The increased patch size or toolpath also helps to improve the surface finish. Without a Z focus shifter, you must blend multiple small patches when working with high-angle or complex geometries. However, with the Z focus shifter, you can complete complex, high-angle surfaces with fewer patches, producing higher quality, and more uniform textures while decreasing the machining time.

The Z focus shifter paired with dual flexi-pulse sources adds a new level of quality to laser texturing, engraving and micromachining. The flexi-pulse sources adjust the pulse duration from 4-200 nanoseconds. Reducing the length of the pulse improves quality by reducing the energy lost below the ablation threshold. This feature allows better control of the surface finish, minimizes burr or recast and reduces microfracturing. With dual sources, you can switch between 100 watts to 30 watts.

When using short-duration pulsed lasers, surface imperfections are still present. By reducing the length of the pulse it is possible to improve the quality. The key is reducing the energy lost below the ablation threshold. With flexi lasers, improved quality is possible, depending on the materials and applications.  

 

Laser Usage Guide

Laser texturing, engraving and micromachining are completely digital processes working off of 3D CAD data. What follows is a step-by-step guide:

Laser Texturing:

1. Start with a mold or part design as an .stp or .iges file and select the surfaces to be textured. A colored CAD model or print indicating the surfaces speeds up the process.
2. Create and flatten a mesh from the surfaces to apply the texture. Using high-resolution grayscale images, apply the pattern to the mesh to achieve seamless patterns with minimal deformation on complex geometries. Textures can be industry standard, created from CAD data or custom designed.  
3. Next, create renderings of the finished part to enable designers to apply final adjustments before laser texturing the mold.

A mold cavity for a 3M disposable scotch tape dispenser with the signature plaid pattern. The pattern on the mold cavity was rendered before laser texturing. The top photo shows the final result and the bottom image is a rendering.

Laser Engraving and Micromachining:

1. Start with the mold design as an .stp or .iges file, and select the text, logos or part detail to be engraved. A colored CAD model or print indicating the text, logos or part detail to be engraved speeds up the process.
2. Create a volume mesh from the detail to be engraved. The volume mesh dictates the shape and depth of the engraving.   
3. Perform a sample cut to confirm the slice depth before engraving.

Moldmaking Impacts

In addition to reduced machining times and improved surface finishes, laser technology allows multiple processes, textures and engraving to be completed on one machine in one setup. For example, a firearms project requiring a custom print pattern on the grip with a matte finish on the frame and an engraved logo can all be completed on one machine. The ability to do this allows for unprecedented quality and turnaround time while delivering highly detailed, repeatable results that produce crisp lines with no undercut. At the same time, traditional techniques would require multiple steps, processes and/or machines to complete the same project.

Material for the task:
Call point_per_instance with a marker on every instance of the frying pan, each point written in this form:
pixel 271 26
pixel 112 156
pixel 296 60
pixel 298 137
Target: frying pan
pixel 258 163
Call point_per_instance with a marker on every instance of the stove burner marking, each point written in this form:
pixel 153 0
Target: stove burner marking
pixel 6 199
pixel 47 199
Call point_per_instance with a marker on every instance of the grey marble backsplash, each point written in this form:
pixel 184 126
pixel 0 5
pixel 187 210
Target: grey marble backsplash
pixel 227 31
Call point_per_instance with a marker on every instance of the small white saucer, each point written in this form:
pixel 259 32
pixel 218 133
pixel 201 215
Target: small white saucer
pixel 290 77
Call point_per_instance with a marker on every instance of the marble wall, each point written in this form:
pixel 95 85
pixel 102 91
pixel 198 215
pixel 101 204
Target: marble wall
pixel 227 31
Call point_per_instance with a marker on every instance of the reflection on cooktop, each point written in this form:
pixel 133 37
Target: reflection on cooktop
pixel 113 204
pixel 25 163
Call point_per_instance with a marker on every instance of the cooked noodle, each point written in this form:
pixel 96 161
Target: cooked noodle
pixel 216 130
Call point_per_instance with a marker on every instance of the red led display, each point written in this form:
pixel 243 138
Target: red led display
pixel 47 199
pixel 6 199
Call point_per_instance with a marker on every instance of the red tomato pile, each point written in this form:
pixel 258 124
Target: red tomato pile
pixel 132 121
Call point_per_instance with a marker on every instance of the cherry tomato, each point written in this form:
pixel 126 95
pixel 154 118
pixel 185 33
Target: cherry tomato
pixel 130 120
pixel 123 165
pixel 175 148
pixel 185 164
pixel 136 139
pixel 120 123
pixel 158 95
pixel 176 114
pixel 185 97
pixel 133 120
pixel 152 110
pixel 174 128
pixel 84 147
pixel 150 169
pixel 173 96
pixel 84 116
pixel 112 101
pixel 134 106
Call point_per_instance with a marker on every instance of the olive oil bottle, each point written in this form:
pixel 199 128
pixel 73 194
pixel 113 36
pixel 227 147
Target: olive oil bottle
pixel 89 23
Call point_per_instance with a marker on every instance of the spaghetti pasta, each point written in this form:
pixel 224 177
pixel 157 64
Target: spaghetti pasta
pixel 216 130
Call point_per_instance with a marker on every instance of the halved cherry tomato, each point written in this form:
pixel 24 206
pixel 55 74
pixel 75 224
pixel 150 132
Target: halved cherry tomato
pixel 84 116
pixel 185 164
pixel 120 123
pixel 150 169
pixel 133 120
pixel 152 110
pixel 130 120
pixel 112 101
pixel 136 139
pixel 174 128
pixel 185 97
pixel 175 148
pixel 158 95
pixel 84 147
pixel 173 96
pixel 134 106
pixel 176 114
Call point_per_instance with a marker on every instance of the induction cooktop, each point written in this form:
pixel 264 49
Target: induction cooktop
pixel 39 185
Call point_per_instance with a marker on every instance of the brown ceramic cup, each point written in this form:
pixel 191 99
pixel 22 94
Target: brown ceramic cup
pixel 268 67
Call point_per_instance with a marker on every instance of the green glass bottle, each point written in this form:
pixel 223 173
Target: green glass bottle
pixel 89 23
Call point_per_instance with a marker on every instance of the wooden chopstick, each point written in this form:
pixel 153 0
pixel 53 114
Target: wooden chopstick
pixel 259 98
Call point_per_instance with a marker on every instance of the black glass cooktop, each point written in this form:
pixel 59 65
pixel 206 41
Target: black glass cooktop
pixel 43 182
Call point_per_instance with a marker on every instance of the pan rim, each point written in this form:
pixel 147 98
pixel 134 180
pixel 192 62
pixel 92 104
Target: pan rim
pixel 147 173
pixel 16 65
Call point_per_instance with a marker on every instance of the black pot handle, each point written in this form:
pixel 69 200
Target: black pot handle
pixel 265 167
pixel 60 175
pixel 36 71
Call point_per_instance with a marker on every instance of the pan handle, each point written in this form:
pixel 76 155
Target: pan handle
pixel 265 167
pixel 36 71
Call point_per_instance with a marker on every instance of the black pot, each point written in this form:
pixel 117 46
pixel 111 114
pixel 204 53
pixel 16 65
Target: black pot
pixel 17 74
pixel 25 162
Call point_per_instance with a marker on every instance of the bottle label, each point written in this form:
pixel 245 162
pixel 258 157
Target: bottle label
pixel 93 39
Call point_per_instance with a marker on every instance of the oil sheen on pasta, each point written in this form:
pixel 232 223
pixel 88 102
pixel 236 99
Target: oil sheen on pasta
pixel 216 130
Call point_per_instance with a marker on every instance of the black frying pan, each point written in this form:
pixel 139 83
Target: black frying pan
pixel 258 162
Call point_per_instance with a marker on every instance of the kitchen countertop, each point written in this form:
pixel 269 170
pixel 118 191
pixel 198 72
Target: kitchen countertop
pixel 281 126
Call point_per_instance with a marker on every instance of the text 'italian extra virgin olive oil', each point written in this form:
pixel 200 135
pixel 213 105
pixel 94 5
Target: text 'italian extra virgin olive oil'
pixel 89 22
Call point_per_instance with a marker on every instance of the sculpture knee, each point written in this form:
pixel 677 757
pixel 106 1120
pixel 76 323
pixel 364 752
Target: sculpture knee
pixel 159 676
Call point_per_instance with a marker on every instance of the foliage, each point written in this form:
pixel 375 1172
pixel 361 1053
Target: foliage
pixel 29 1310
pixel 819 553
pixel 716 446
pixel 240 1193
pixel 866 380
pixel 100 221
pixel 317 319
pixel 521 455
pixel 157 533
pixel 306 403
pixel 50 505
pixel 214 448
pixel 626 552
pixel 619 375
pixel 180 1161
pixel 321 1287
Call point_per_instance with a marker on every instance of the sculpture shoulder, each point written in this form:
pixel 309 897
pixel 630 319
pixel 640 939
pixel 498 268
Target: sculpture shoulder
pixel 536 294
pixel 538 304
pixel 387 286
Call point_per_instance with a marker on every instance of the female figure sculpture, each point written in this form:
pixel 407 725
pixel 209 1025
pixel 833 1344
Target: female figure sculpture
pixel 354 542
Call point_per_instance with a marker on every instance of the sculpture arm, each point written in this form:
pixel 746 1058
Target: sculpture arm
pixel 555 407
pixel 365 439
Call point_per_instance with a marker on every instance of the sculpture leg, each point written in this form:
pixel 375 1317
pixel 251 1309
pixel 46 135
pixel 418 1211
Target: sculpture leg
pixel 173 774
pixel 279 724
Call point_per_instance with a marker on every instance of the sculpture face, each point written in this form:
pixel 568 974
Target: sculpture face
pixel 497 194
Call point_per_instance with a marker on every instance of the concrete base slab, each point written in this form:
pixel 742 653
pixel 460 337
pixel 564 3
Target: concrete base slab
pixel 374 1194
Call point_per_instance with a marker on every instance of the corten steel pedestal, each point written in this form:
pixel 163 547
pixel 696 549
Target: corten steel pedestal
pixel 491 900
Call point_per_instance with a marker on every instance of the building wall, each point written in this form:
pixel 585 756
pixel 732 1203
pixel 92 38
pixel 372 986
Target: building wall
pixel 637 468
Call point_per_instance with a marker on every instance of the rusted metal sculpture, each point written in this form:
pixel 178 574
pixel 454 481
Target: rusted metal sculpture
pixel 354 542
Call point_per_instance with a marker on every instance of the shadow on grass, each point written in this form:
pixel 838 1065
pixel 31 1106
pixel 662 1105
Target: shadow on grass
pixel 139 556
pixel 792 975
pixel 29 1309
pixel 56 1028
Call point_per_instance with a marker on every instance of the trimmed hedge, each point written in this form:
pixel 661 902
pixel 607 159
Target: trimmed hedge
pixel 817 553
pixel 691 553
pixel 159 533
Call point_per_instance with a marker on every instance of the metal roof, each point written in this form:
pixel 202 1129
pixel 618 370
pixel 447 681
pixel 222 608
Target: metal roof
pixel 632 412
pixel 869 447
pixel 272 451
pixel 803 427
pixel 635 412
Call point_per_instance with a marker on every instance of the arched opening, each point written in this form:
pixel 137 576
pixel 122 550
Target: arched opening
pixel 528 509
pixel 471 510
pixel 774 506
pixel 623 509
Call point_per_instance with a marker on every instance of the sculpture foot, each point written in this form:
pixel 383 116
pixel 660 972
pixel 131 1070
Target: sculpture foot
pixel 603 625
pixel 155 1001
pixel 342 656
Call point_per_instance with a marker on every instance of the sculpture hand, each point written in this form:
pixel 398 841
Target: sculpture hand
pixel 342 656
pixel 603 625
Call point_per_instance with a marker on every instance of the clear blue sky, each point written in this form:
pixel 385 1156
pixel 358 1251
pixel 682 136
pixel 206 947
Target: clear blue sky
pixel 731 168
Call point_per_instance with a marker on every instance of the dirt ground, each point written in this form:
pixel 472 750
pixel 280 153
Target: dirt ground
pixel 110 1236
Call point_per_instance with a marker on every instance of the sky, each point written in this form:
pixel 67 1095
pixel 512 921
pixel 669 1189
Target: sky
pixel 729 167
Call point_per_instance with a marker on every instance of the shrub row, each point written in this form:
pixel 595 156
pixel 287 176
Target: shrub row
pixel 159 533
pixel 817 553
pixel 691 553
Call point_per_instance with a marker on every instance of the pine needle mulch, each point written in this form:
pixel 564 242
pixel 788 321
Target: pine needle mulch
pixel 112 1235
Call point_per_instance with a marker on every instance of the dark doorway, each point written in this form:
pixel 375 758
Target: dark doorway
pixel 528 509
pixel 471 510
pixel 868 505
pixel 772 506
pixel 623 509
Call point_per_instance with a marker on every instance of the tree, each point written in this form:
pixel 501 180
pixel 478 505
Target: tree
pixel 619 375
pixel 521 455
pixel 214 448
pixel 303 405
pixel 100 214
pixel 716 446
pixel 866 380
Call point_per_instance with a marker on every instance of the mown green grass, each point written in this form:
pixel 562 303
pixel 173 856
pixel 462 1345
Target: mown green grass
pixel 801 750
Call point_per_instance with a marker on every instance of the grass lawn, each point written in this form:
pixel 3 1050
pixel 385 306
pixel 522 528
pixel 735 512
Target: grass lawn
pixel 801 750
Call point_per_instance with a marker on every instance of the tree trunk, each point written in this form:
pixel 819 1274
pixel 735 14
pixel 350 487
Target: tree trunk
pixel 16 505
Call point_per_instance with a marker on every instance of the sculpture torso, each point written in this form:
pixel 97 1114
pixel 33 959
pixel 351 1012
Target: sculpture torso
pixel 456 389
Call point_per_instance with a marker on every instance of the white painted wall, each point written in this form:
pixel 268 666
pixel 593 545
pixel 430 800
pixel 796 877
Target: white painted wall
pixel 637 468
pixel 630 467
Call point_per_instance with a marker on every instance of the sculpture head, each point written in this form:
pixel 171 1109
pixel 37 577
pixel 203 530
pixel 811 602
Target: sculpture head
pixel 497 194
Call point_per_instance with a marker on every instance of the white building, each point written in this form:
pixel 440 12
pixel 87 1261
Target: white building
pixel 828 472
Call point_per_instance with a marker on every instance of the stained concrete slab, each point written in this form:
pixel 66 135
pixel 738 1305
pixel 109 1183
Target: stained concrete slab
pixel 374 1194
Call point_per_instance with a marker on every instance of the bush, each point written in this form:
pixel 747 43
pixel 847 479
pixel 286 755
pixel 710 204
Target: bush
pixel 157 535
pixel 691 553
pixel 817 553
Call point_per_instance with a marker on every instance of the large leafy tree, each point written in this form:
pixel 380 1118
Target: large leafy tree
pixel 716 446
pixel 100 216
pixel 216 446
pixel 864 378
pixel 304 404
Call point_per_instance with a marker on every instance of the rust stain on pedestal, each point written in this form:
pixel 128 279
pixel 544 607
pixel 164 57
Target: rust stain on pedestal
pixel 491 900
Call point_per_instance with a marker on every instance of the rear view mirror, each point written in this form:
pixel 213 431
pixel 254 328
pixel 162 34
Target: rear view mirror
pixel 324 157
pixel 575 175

What to work on:
1: From the records, duplicate the lines beginning at the one that contains "the black frying" and ending after the one that contains "pixel 159 676", with both of those lines included.
2: Continue the laser texturing text from where it stops.

Answers given:
1:
Call point_per_instance with a marker on every instance of the black frying pan, each point written in this form:
pixel 139 83
Target: black frying pan
pixel 258 162
Call point_per_instance with a marker on every instance of the kitchen countertop, each point written in this form:
pixel 269 170
pixel 118 191
pixel 198 72
Target: kitchen countertop
pixel 281 126
Call point_per_instance with a marker on every instance of the text 'italian extra virgin olive oil', each point written in this form:
pixel 200 135
pixel 213 105
pixel 94 5
Target: text 'italian extra virgin olive oil'
pixel 89 22
Call point_per_instance with a marker on every instance of the sculpture knee, each point written in this form:
pixel 677 757
pixel 106 1120
pixel 76 323
pixel 364 752
Target: sculpture knee
pixel 159 676

2:
The steel of this mold component was laser engraved and machined to create the standing hexagon features and logo. Next, a custom print pattern was laser textured over the rest of the cavity. 

Alternately, using chemical etching techniques involve labor-intensive masking and pattern placement via hand transferring and restricts etching of more than one pattern at a time.

The results are difficult to repeat and the process may produce uneven tape lines and undercuts with limitations to pattern designs and depths. In addition, acid etches downward to remove material and outward, which is problematic because it undercuts the pattern detail off as you etch down, creating sticking points around standing features that prevent proper ejection from the mold. 

Laser technology unlocks the potential to achieve depths and detail not previously possible through chemical etching because laser ablation does not undercut detail like chemical etching does. The laser process is also highly repeatable, making it ideal for large, multi-cavity projects that require consistency. As an added benefit, since the laser process does not require acid etching or bead blasting, molds can be left partially assembled during the texturing and engraving process, which is ideal for molds with multiple inserts and ejector pins. This process reduces handling and production time while lowering the risk of damage to mold components through assembly/disassembly, acid etching and bead blasting.

Laser technology unlocks the potential to achieve depths and detail not previously possible through chemical etching because laser ablation does not undercut detail like chemical etching does.

The dimple of this mold cavity component for the automotive industry was laser micromachined to create a homogeneous distribution of light from one end throughout the part. This part highlights micromachining small dome details. 

Conventional engraving and micromachining can also be a time-consuming process using multiple technologies. For example, pantographs have been used for decades to engrave directly into mold cavities or used to cut electrodes, then burned into the cavity using an EDM machine, and high-speed CNC machines can engrave into the mold cavity or cut electrodes. However, both options are limited concerning cutter sharpness, breakage and five-axis capabilities on small, detailed features in restrictive areas where cutter heads or EDM machines cannot reach.

Laser technology solves some of these issues. For example, with a beam width of 0.0013 to 0.002 inch, engraving small details is not a problem and the five-axis capabilities of lasers ensure access to any surface. In addition, with a focal of up to 11 inches and the ability to cut at angles, you can reach virtually any sidewall or pocket. In most cases, this eliminates the need to cut electrodes, burn engraving on hard-to-reach surfaces or achieve fine detail, as well as many issues associated with cutters such as sharpness, breakage, radii and cutter marks that need polishing.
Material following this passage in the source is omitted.